-- PASSAGE PROVIDED follows --

Saudi Arabia came next. She moved into paediatric and infection control nursing, growing her clinical range while learning to live somewhere that was not home. Eventually, Germany called — and she answered.
The language that made her feel small
Nothing about the transition to Germany was cinematic. The hardest part, she says, was not the cold or the paperwork or even the distance from family. It was the language.
“For someone who was confident and expressive back home, suddenly struggling to form sentences made me feel small — like I wasn’t being seen for who I truly am. There were days I felt dumb, not because I lacked knowledge, but because I lacked the words.”
Alongside that came something harder to name: the quiet, low-grade experience of being visibly different. “As an Asian in a new country, there were moments of quiet exclusion or things you couldn’t quite point out, but you could feel.” It wasn’t always loud or direct. But it accumulated. It tested something in her that clinical training does not prepare you for.



What carried her through, she says, was humility — accepting that starting over was not a failure but a phase — and faith. She prayed through the uncertainty. She listened more than she spoke. She celebrated small wins: being understood, understanding back. “Those early struggles stripped away my pride and rebuilt me stronger.”

-- PASSAGE PROVIDED concluded --
-- DATA EXCERPTS follows --

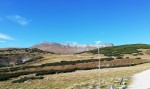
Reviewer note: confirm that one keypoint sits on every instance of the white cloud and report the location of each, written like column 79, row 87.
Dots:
column 97, row 42
column 18, row 19
column 2, row 41
column 6, row 37
column 1, row 19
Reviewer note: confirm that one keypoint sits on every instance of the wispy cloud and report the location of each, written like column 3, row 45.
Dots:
column 2, row 41
column 97, row 42
column 6, row 37
column 18, row 19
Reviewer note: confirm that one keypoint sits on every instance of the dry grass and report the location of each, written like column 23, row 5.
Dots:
column 77, row 80
column 57, row 58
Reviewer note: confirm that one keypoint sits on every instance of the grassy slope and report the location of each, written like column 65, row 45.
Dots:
column 77, row 80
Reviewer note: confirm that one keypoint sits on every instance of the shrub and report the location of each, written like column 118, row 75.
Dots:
column 119, row 57
column 138, row 58
column 21, row 80
column 107, row 59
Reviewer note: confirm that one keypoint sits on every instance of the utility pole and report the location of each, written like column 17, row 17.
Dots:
column 99, row 69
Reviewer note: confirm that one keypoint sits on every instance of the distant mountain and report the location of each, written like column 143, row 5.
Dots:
column 67, row 48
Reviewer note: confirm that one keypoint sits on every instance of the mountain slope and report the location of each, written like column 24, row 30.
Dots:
column 67, row 48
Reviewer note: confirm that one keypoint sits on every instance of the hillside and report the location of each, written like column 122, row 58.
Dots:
column 48, row 68
column 67, row 48
column 16, row 56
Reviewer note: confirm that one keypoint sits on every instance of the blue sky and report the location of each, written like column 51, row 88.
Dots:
column 27, row 22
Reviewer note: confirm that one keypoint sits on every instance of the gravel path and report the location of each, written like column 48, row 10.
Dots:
column 141, row 81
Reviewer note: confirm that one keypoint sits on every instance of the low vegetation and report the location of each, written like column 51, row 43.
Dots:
column 22, row 80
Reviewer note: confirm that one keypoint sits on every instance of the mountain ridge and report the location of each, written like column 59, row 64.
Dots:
column 68, row 48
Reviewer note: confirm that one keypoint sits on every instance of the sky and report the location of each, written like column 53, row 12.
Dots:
column 24, row 23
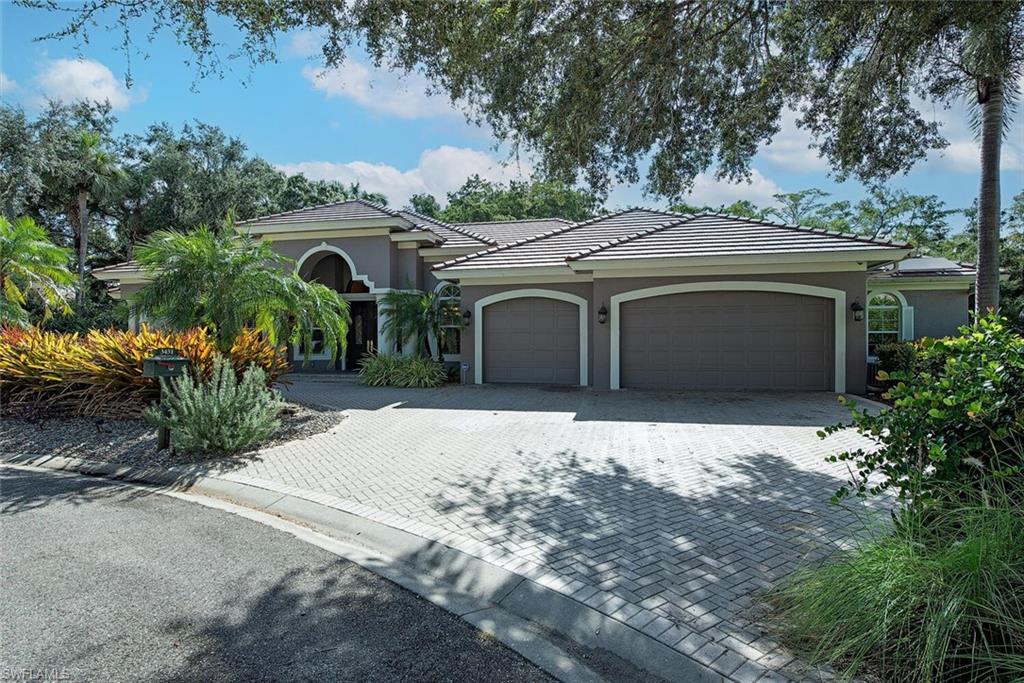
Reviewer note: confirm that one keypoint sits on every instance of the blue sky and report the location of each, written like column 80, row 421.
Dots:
column 361, row 124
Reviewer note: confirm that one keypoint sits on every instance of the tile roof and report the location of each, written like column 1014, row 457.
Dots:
column 123, row 268
column 454, row 236
column 504, row 231
column 347, row 210
column 645, row 233
column 718, row 235
column 924, row 266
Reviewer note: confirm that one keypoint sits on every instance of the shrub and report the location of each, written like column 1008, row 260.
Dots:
column 378, row 370
column 100, row 373
column 219, row 413
column 419, row 372
column 940, row 597
column 955, row 419
column 897, row 356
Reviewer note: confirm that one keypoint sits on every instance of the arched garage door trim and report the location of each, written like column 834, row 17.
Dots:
column 838, row 296
column 528, row 294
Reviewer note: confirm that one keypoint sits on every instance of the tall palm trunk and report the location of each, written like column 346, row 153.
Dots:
column 987, row 287
column 83, row 239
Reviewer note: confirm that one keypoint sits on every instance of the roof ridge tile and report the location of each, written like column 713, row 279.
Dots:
column 535, row 238
column 513, row 220
column 807, row 228
column 629, row 238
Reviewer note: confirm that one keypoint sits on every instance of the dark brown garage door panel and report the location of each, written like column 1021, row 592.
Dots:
column 531, row 340
column 727, row 340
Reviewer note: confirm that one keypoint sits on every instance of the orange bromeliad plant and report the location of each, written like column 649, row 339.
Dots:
column 100, row 373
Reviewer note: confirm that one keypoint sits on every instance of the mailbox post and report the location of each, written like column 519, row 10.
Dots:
column 165, row 363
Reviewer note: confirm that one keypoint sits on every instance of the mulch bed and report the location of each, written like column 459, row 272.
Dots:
column 134, row 441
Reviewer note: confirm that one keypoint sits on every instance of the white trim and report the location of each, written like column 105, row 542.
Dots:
column 348, row 259
column 480, row 304
column 838, row 296
column 748, row 269
column 522, row 280
column 876, row 255
column 905, row 331
column 952, row 283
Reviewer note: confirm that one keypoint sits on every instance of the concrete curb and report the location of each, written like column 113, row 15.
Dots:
column 487, row 596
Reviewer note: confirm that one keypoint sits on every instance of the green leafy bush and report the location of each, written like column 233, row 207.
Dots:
column 896, row 356
column 218, row 414
column 419, row 372
column 956, row 418
column 939, row 597
column 379, row 370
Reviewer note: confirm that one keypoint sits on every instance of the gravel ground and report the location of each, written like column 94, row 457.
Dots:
column 105, row 582
column 134, row 441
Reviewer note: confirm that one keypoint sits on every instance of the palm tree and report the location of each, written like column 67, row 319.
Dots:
column 224, row 282
column 992, row 60
column 94, row 173
column 415, row 317
column 31, row 266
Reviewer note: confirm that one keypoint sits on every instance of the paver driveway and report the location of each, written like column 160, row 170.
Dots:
column 667, row 511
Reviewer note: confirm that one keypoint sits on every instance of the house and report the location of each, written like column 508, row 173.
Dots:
column 635, row 299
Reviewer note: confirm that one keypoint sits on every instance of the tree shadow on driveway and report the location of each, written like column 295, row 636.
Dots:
column 694, row 550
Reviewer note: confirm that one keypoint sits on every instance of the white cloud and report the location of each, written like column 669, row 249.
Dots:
column 438, row 172
column 791, row 147
column 710, row 191
column 70, row 80
column 304, row 44
column 7, row 84
column 380, row 90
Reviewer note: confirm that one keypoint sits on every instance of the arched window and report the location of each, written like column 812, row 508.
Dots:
column 884, row 323
column 450, row 299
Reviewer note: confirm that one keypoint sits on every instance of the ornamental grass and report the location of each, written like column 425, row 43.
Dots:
column 99, row 374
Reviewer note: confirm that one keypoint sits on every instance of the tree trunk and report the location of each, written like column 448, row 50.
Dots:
column 83, row 239
column 987, row 287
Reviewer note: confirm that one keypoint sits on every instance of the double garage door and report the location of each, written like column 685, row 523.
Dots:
column 697, row 340
column 727, row 340
column 531, row 340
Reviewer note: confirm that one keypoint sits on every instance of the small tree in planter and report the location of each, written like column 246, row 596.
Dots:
column 221, row 414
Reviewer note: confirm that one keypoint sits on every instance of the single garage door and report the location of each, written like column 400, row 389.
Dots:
column 727, row 340
column 531, row 340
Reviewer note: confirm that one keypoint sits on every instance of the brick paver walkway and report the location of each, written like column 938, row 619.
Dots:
column 666, row 511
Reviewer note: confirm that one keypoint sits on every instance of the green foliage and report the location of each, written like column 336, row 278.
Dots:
column 170, row 179
column 896, row 356
column 219, row 414
column 939, row 597
column 32, row 269
column 379, row 370
column 480, row 200
column 415, row 317
column 956, row 418
column 225, row 282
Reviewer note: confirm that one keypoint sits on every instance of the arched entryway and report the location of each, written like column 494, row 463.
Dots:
column 332, row 267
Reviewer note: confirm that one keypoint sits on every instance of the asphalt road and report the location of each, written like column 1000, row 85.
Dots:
column 104, row 582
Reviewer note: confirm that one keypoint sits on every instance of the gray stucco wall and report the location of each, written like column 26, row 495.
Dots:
column 599, row 294
column 373, row 256
column 937, row 312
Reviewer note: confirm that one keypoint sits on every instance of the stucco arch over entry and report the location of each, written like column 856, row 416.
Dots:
column 325, row 247
column 838, row 297
column 478, row 311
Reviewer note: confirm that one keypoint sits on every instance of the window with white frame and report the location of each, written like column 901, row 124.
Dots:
column 884, row 324
column 450, row 299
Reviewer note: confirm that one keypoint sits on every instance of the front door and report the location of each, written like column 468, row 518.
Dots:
column 361, row 332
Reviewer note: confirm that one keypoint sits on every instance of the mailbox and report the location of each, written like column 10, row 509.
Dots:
column 165, row 363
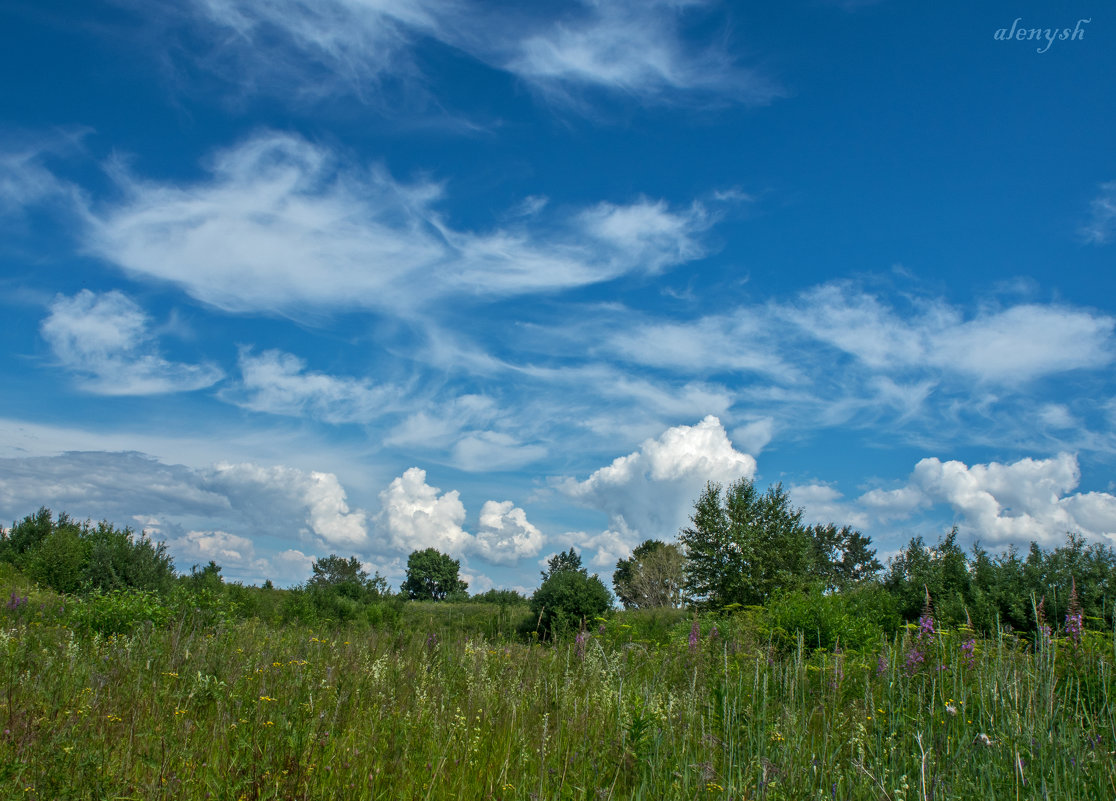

-- DATA EXCERPTS concluded --

EXERCISE 1: Return the part of the nurse profile starting with "The language that" and going on through "was the language.".
EXERCISE 2: In the nurse profile, what does she name as the hardest part of her move to Germany?
The items have no connection to the nurse profile.

RESPONSE AREA 1:
The language that made her feel small
Nothing about the transition to Germany was cinematic. The hardest part, she says, was not the cold or the paperwork or even the distance from family. It was the language.

RESPONSE AREA 2: The language.